| EXERCISE |
Return every line below exactly.

[Natural language region descriptions]
● ● ● ● ●
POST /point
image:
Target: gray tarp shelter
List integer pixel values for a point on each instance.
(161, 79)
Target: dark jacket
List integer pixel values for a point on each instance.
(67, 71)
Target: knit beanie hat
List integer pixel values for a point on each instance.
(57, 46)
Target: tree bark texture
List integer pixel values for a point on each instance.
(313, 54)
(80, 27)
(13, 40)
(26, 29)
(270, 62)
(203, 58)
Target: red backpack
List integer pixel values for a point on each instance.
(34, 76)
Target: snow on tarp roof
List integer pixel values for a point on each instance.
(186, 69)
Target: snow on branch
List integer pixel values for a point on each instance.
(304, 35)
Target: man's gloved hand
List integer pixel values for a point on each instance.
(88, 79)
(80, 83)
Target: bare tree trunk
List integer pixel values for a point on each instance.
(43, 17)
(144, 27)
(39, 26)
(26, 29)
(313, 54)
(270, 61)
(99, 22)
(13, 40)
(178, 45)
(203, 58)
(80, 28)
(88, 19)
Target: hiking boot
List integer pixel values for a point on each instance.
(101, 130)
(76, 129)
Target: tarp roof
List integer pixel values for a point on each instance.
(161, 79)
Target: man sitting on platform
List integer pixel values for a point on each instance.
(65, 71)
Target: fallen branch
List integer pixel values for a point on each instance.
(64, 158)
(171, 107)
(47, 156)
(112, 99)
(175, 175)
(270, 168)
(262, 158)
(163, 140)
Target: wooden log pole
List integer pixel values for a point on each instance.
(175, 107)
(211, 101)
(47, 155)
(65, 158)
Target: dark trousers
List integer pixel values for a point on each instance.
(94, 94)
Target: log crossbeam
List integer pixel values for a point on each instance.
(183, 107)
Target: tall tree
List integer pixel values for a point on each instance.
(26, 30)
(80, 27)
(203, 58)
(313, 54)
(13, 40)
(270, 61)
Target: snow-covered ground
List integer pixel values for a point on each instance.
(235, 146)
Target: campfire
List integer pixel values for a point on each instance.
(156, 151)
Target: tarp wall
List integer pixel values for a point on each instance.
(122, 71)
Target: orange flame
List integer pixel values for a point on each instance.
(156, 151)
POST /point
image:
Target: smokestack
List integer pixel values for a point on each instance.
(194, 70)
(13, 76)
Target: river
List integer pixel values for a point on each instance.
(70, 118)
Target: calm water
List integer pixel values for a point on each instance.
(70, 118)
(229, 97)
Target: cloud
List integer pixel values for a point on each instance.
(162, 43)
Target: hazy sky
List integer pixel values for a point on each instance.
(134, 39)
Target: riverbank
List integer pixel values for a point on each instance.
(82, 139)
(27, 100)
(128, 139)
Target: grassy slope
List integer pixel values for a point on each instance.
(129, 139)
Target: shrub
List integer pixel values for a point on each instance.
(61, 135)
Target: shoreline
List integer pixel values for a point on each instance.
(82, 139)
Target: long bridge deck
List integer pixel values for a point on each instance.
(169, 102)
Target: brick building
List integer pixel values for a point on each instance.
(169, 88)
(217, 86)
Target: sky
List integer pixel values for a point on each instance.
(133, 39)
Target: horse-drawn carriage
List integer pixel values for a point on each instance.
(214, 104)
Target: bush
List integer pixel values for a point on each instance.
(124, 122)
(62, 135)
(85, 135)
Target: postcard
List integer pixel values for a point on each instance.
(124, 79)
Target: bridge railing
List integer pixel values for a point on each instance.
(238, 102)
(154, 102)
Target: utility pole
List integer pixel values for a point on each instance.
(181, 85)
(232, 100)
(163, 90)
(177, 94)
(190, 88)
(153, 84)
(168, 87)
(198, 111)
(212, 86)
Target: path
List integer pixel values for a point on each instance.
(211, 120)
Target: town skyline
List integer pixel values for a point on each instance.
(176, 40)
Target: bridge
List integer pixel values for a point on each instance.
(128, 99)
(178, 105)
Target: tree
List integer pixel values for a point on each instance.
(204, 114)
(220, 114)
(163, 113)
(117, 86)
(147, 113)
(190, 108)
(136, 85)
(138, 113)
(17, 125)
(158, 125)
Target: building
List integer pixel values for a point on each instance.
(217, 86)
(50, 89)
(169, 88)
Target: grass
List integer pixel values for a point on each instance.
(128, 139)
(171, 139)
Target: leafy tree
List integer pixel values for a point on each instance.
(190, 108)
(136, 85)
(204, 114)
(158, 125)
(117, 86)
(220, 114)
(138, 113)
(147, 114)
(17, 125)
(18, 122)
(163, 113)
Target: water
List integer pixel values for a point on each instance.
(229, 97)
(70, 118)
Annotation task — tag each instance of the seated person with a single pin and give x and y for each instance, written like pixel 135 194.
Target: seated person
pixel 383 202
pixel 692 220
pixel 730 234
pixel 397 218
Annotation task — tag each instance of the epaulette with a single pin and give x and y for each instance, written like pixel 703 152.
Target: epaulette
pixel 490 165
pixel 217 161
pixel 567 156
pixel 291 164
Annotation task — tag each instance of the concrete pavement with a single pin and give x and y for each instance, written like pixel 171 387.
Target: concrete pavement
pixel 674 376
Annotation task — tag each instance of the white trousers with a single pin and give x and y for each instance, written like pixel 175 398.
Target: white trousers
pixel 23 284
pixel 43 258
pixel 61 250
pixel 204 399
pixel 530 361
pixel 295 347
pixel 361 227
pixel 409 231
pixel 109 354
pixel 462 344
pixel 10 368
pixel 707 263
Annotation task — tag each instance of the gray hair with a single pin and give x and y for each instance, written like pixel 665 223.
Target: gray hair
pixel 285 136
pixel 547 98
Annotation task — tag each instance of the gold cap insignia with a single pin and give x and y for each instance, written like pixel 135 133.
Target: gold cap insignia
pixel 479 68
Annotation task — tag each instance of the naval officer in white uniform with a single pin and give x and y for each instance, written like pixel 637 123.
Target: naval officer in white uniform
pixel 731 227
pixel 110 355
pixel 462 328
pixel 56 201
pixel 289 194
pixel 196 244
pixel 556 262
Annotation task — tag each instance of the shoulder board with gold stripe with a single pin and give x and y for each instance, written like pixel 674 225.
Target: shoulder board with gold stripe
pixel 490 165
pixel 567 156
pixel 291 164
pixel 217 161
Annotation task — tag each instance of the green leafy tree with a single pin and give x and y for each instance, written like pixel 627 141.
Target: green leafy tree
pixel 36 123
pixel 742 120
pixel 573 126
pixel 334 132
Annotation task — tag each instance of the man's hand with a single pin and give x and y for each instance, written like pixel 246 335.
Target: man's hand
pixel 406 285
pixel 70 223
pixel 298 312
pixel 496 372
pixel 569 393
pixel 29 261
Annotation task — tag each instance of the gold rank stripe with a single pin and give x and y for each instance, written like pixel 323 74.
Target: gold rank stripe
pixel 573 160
● ● ● ● ●
| YOUR RESPONSE |
POST /point
image:
Target: gray tarp shelter
List integer pixel values for a point on each instance.
(161, 79)
Target: dark jacket
List integer pixel values for a point on each instance.
(67, 71)
Target: knit beanie hat
List integer pixel values for a point on each instance.
(57, 46)
Target: tree bark texture
List integer pixel values for a point on each instance.
(313, 54)
(80, 27)
(13, 40)
(26, 29)
(270, 62)
(203, 58)
Target: red backpack
List integer pixel values for a point on each instance.
(34, 76)
Target: snow on tarp roof
List integer pixel values for a point on each instance.
(186, 69)
Target: snow on branch
List integer pixel values for a point on each instance.
(304, 35)
Target: man's gloved hand
List integer pixel values for a point on each instance.
(88, 79)
(80, 83)
Target: bare tree trunk
List integer pixel values for a point on each instance.
(43, 17)
(144, 27)
(39, 26)
(26, 29)
(313, 54)
(270, 61)
(99, 22)
(13, 40)
(178, 45)
(203, 58)
(80, 28)
(88, 19)
Target: hiking boot
List integer pixel values for a point on each instance.
(101, 130)
(76, 129)
Target: tarp roof
List integer pixel values for a point on each instance.
(161, 79)
Target: man sitting on platform
List integer pixel values for a point on each instance.
(65, 71)
Target: fallen branch
List integer pixel values for a point on each instance.
(64, 158)
(171, 107)
(47, 156)
(112, 99)
(175, 175)
(270, 168)
(262, 158)
(163, 140)
Target: wooden log pole
List integer pixel values for a point on each instance.
(175, 107)
(211, 101)
(47, 155)
(65, 158)
Target: dark trousers
List integer pixel values for a point on each instance.
(94, 94)
Target: log crossbeam
List integer pixel values for a point on each instance.
(183, 107)
Target: tall tree
List integer pixel values for a point on each instance.
(26, 30)
(80, 27)
(203, 58)
(313, 54)
(13, 40)
(270, 61)
Target: snow-covered ground
List integer pixel values for a point on each instance.
(235, 146)
Target: campfire
List integer pixel values for a point on each instance.
(156, 151)
Target: tarp wall
List integer pixel values for a point on each instance.
(122, 71)
Target: orange flame
List integer pixel values for a point on each instance.
(156, 151)
POST /point
image:
Target: smokestack
List integer pixel values for a point on each instance.
(194, 70)
(13, 76)
Target: river
List integer pixel values for a point on each instance.
(70, 118)
Target: calm water
List integer pixel values for a point on each instance.
(70, 118)
(229, 97)
Target: cloud
List integer pixel values for a point on each instance.
(162, 43)
Target: hazy sky
List integer pixel values for a point on each instance.
(134, 39)
Target: riverbank
List integer pixel values for a point on each instance.
(82, 139)
(27, 100)
(128, 139)
Target: grassy slope
List integer pixel values for a point on each instance.
(129, 139)
Target: shrub
List integer pixel values for a point on each instance.
(61, 135)
Target: shoreline
List integer pixel values for a point on each instance.
(82, 139)
Target: long bridge deck
List integer pixel values for a point on each instance.
(169, 102)
Target: brick building
List integer pixel values for a point on each instance.
(169, 88)
(217, 86)
Target: sky
List integer pixel values for a point on each instance.
(133, 39)
Target: horse-drawn carriage
List integer pixel values for a point on each instance.
(214, 104)
Target: bush
List integer pixel values for a point on each instance.
(124, 122)
(62, 135)
(85, 135)
Target: postcard
List integer pixel values for a point on each instance.
(124, 79)
Target: bridge railing
List integer pixel values for a point on each instance.
(238, 102)
(154, 102)
Target: utility pole
List integer pixel values for a point on each instance.
(181, 85)
(232, 100)
(163, 90)
(177, 94)
(190, 88)
(153, 84)
(168, 87)
(198, 111)
(212, 86)
Target: path
List integer pixel values for a point on each instance.
(211, 120)
Target: town skyline
List integer pixel values for a point on each instance.
(176, 40)
Target: bridge
List integer pixel values for a point on each instance.
(128, 99)
(178, 105)
Target: tree
List integer pixel values for a point on each instance.
(204, 114)
(220, 114)
(163, 113)
(117, 86)
(147, 113)
(190, 108)
(136, 85)
(138, 113)
(17, 125)
(158, 125)
Target: building
List integer pixel values for a point on each instance.
(217, 86)
(50, 89)
(169, 88)
Target: grass
List integer pixel values for a point on each instance.
(128, 139)
(171, 139)
Target: leafy tree
List integer pixel values for a point on each instance.
(190, 108)
(136, 85)
(204, 114)
(158, 125)
(117, 86)
(220, 114)
(138, 113)
(147, 114)
(17, 125)
(18, 122)
(163, 113)
Target: water
List integer pixel values for a point on each instance.
(229, 97)
(70, 118)
Annotation task — tag each instance of the seated person with a single pin and give x and y for each instance, written like pixel 135 194.
Target: seated person
pixel 383 202
pixel 692 220
pixel 730 234
pixel 397 218
Annotation task — tag each instance of the epaulette with a single pin and give x and y for each instance, written like pixel 703 152.
Target: epaulette
pixel 490 165
pixel 217 161
pixel 567 156
pixel 291 164
Annotation task — tag each instance of the concrete pavement with a single pin and give x and y for each instance, written like pixel 171 387.
Target: concrete pavement
pixel 674 376
Annotation task — tag each instance of the white trousers with a single pin and give x and y for each instance, written like pixel 175 398.
Target: white trousers
pixel 23 284
pixel 43 258
pixel 61 250
pixel 204 399
pixel 530 361
pixel 295 347
pixel 361 227
pixel 409 231
pixel 109 354
pixel 462 344
pixel 10 368
pixel 707 263
Annotation task — tag each instance of the gray hair with a single pin and give x and y for each instance, written like pixel 665 223.
Target: gray hair
pixel 285 136
pixel 547 98
Annotation task — tag each instance of the gold cap insignia with a single pin and give x and y for each instance, written like pixel 135 133.
Target: gold cap insignia
pixel 479 68
Annotation task — tag each instance of the naval officer in white uniform with a single pin and give x and y for each instance, written like pixel 637 123.
Target: naval officer in white uniform
pixel 731 227
pixel 110 355
pixel 462 328
pixel 56 201
pixel 289 194
pixel 196 244
pixel 556 262
Annotation task — tag each instance of the shoulder board with gold stripe with a single pin and give x and y for each instance, written like pixel 674 225.
Target: shoulder board with gold stripe
pixel 490 165
pixel 567 156
pixel 291 164
pixel 217 161
Annotation task — tag each instance of the green leafy tree with a single pin and give x and y for each instance, written like pixel 627 141.
Target: green leafy tree
pixel 36 123
pixel 742 120
pixel 573 126
pixel 334 132
Annotation task — tag each instance of the man's hand with a single pin and give x and y for each instance, written like pixel 246 335.
Target: man's hand
pixel 406 285
pixel 70 223
pixel 298 312
pixel 496 372
pixel 569 393
pixel 29 261
Annotation task — tag each instance of the gold rank stripe with a single pin and give x and y for each instance, written like pixel 323 74.
Target: gold rank stripe
pixel 573 160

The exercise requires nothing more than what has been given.